Yönerge: Aşağıdaki kayıtlarda "Note to the class: point out every instance of the electrical" ifadesini içeren satırdan başlayıp kayıtların sonuna kadar giden satırları, bu satır da dahil olmak üzere ve boş satırları atlayarak numaralı bir liste olarak aktarın.

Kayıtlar
....

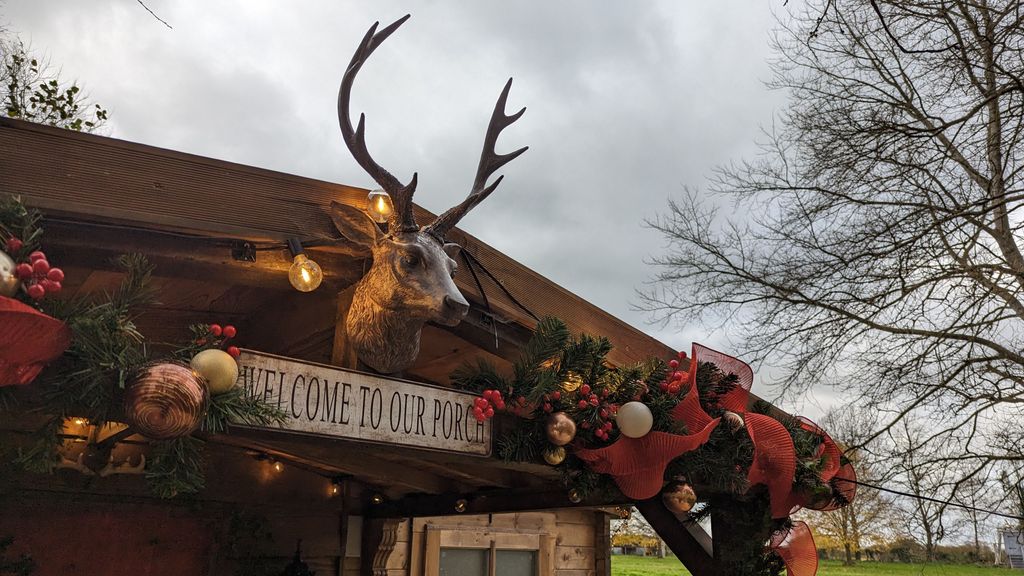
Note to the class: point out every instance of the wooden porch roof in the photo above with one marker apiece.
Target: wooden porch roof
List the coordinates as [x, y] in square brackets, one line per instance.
[102, 197]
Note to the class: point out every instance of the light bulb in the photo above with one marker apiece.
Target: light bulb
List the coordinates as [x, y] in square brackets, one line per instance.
[379, 206]
[304, 275]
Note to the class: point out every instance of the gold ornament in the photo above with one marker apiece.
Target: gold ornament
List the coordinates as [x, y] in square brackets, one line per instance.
[634, 419]
[560, 428]
[554, 455]
[8, 281]
[218, 368]
[679, 498]
[166, 401]
[733, 421]
[571, 382]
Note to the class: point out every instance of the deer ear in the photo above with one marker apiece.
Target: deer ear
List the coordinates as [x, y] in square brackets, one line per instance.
[354, 224]
[452, 249]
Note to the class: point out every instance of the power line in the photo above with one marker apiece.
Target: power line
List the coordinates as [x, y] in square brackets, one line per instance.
[936, 500]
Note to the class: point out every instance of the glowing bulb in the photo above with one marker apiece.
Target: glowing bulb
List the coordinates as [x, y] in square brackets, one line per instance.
[379, 206]
[304, 275]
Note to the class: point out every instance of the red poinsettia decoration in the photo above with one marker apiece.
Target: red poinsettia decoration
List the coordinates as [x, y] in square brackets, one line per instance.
[29, 340]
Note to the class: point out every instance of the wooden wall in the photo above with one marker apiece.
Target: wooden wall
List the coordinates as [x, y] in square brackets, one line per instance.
[570, 542]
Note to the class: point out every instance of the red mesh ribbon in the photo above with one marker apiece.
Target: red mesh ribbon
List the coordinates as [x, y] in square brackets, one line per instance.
[796, 547]
[29, 340]
[637, 464]
[774, 460]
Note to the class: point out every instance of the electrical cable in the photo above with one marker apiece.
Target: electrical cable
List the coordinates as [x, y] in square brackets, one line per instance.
[929, 499]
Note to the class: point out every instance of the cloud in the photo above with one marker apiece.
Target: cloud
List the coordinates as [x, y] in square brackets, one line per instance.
[627, 103]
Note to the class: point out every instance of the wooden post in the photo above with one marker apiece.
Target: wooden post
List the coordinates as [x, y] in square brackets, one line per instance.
[379, 536]
[739, 529]
[685, 546]
[602, 544]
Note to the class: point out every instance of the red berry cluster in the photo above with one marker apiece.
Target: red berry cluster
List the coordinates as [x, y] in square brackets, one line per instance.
[485, 406]
[589, 399]
[36, 275]
[226, 332]
[674, 382]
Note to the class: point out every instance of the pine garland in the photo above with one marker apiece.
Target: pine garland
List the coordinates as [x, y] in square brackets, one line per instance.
[107, 352]
[557, 371]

....

Cevap:
1. Note to the class: point out every instance of the electrical cable in the photo above with one marker apiece.
2. Target: electrical cable
3. List the coordinates as [x, y] in square brackets, one line per instance.
4. [929, 499]
5. Note to the class: point out every instance of the cloud in the photo above with one marker apiece.
6. Target: cloud
7. List the coordinates as [x, y] in square brackets, one line per instance.
8. [627, 103]
9. Note to the class: point out every instance of the wooden post in the photo above with one marker apiece.
10. Target: wooden post
11. List the coordinates as [x, y] in square brackets, one line per instance.
12. [379, 536]
13. [739, 529]
14. [685, 546]
15. [602, 544]
16. Note to the class: point out every instance of the red berry cluster in the photo above with one marker apiece.
17. Target: red berry cluster
18. List the coordinates as [x, y] in square brackets, one line per instance.
19. [485, 406]
20. [589, 399]
21. [36, 275]
22. [226, 332]
23. [674, 382]
24. Note to the class: point out every instance of the pine garland in the photo above with one marker apiece.
25. Target: pine garland
26. List the coordinates as [x, y] in square brackets, one line per instance.
27. [107, 352]
28. [557, 371]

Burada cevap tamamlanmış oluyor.